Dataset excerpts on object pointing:

• • •

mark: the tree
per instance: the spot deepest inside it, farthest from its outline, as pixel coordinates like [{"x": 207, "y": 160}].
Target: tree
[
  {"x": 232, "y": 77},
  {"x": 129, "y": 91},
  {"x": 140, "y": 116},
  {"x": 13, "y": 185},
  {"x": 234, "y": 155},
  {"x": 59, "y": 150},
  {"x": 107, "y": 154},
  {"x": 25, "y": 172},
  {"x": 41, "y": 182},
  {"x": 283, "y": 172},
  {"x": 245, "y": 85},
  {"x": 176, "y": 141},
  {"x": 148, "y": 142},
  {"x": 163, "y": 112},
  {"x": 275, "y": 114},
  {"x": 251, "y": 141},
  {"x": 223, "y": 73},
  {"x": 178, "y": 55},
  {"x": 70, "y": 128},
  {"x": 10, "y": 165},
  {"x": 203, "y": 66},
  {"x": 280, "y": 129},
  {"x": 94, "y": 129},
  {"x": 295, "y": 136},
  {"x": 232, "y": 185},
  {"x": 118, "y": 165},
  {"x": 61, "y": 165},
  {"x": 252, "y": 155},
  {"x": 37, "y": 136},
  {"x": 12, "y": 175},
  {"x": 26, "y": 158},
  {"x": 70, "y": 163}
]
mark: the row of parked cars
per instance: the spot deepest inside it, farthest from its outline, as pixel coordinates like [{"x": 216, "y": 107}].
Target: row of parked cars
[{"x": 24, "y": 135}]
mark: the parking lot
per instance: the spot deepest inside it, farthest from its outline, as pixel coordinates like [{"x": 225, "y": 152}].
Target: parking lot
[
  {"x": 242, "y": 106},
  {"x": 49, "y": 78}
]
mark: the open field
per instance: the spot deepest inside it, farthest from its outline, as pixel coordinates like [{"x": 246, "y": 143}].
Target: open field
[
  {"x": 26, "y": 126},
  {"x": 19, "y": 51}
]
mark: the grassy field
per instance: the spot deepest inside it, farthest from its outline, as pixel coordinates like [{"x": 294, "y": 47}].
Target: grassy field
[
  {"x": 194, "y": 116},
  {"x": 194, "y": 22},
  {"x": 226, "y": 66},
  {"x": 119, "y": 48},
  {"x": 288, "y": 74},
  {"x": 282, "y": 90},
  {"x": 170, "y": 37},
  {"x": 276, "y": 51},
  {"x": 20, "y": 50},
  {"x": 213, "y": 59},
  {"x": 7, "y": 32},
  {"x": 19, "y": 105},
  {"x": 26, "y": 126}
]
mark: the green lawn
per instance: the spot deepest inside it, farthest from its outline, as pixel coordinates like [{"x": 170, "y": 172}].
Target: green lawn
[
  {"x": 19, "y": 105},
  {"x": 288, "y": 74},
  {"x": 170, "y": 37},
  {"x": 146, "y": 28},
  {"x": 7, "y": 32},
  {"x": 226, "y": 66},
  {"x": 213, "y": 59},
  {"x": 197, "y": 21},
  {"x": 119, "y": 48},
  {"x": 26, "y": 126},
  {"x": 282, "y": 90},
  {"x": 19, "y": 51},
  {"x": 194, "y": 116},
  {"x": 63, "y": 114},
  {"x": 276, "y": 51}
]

• • •

> _WHAT IS REQUIRED_
Give again only the lines of the material above that run from the one with "mark: the green lawn" through the end, both included, exactly as they appear.

> _PROBLEM SOLUTION_
mark: the green lawn
per instance: the spot deepest inside it, farthest from its outline, as pixel coordinates like [{"x": 170, "y": 172}].
Target: green lawn
[
  {"x": 19, "y": 105},
  {"x": 288, "y": 74},
  {"x": 170, "y": 37},
  {"x": 146, "y": 28},
  {"x": 7, "y": 32},
  {"x": 226, "y": 66},
  {"x": 213, "y": 59},
  {"x": 197, "y": 21},
  {"x": 119, "y": 48},
  {"x": 26, "y": 126},
  {"x": 282, "y": 90},
  {"x": 19, "y": 51},
  {"x": 194, "y": 116},
  {"x": 63, "y": 114},
  {"x": 276, "y": 51}
]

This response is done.